_Stated exercise_. Scale the point coordinates in the stretch of records from the line containing "Target: dense cityscape" through the end of the records. Multiply each coordinate by 2.45 and round to the nearest whole number, with halves rounding up. Reproduce every line in that stretch, requests included, and output those lines alone.

_Provided records_.
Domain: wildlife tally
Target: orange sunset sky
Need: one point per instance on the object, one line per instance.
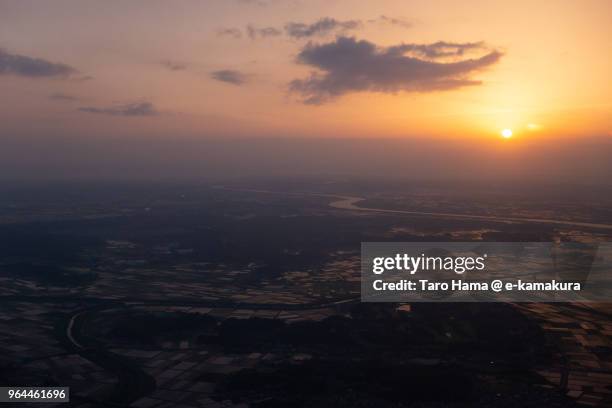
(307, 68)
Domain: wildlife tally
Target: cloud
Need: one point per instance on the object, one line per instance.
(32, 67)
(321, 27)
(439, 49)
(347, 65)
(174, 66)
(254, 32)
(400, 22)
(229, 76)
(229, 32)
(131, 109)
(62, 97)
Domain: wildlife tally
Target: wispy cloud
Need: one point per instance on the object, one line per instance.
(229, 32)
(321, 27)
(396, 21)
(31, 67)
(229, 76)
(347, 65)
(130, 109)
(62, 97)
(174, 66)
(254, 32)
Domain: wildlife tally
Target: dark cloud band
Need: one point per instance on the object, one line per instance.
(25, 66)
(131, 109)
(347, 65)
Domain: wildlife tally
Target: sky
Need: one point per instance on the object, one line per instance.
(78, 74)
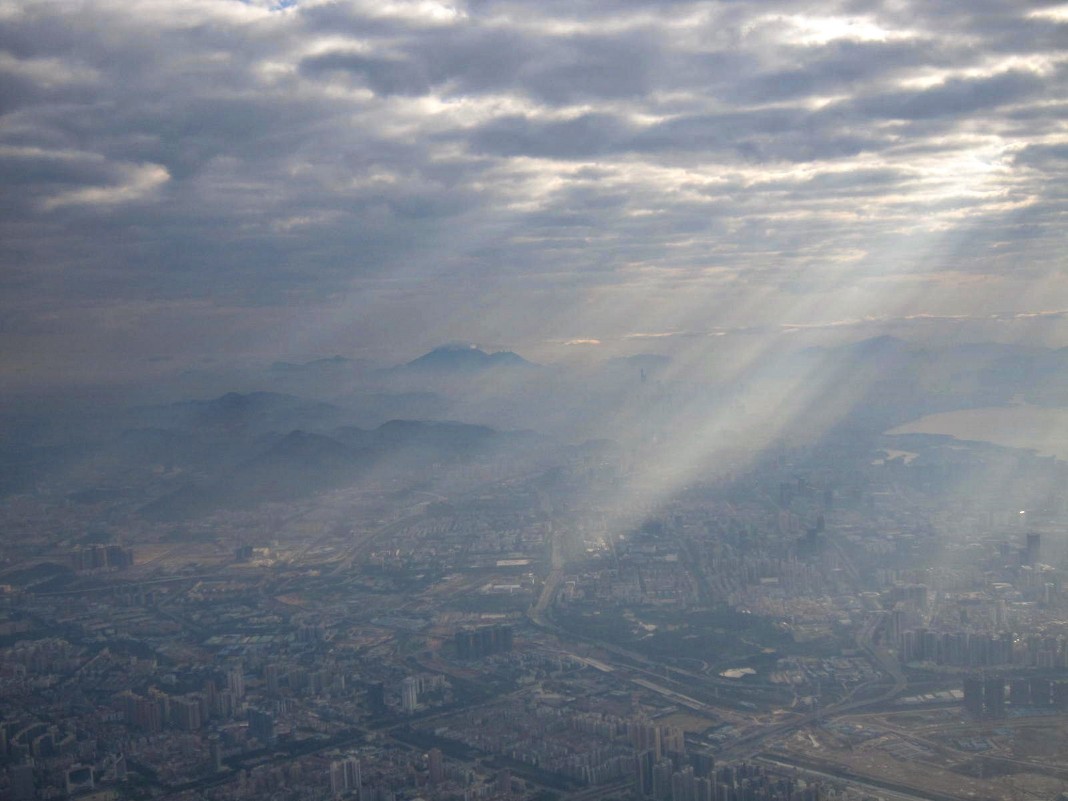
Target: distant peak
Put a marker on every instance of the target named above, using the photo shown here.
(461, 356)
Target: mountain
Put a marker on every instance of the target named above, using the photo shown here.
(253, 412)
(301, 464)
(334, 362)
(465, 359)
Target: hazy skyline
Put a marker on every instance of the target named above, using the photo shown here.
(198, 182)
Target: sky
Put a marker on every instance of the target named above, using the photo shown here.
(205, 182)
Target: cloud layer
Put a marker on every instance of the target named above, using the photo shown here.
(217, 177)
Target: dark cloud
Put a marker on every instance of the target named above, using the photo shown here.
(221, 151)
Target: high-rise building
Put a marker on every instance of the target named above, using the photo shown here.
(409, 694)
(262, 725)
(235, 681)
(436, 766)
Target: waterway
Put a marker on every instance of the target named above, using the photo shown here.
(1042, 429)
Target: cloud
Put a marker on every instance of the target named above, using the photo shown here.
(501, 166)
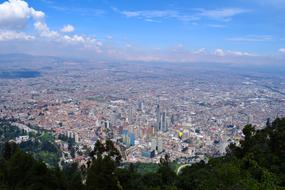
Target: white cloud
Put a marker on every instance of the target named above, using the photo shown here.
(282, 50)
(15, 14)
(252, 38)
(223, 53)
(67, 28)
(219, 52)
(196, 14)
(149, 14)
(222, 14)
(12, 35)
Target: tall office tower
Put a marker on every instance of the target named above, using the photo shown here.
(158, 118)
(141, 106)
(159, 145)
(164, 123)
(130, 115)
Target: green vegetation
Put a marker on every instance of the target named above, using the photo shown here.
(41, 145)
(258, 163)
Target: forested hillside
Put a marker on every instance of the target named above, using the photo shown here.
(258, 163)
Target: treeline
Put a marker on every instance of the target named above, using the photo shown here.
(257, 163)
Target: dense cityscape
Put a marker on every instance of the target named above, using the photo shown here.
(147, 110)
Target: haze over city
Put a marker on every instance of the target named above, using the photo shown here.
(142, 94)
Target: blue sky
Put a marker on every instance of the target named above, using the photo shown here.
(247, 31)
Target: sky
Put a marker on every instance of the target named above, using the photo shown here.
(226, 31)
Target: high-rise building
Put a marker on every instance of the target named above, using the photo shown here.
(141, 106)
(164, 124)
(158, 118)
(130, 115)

_Final result_.
Target: dense cityscape
Put a marker on every instance of the target named above, using the photo shown here.
(360, 270)
Target: haze over city
Put a marker on every instance of the target named above, using the photo shown here.
(348, 230)
Target: blue sky
Put a marker on every instance of the target named above, using the photo shown here.
(605, 76)
Target: sky
Put a marker on every instance of the target named above, using the photo shown here.
(554, 76)
Target: high-rise building
Put a marker on every instance of the target named above, using the photo shown here.
(345, 260)
(402, 304)
(387, 289)
(319, 282)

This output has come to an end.